What to do: Your answer should consist of the lines in the listing that hold "smartphone".

• • • • •

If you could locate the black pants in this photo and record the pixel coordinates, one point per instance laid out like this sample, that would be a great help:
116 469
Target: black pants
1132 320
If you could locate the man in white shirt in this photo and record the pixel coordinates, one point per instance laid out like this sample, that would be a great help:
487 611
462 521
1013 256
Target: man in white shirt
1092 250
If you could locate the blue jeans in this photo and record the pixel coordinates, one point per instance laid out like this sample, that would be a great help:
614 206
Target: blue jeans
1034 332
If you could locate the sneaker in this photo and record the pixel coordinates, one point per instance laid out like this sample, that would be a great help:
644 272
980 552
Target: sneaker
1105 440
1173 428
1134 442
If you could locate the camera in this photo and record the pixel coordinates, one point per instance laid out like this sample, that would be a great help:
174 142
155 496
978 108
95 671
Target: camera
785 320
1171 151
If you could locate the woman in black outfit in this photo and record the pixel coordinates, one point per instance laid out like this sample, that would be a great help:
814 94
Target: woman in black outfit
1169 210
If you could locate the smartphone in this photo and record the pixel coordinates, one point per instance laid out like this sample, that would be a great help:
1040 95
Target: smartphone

• • • • •

Worked solution:
If you could locate the smartphone in this photo and record the pixel coordinates, one point per instance laid out like this sample, that would be a great help:
Target: smartphone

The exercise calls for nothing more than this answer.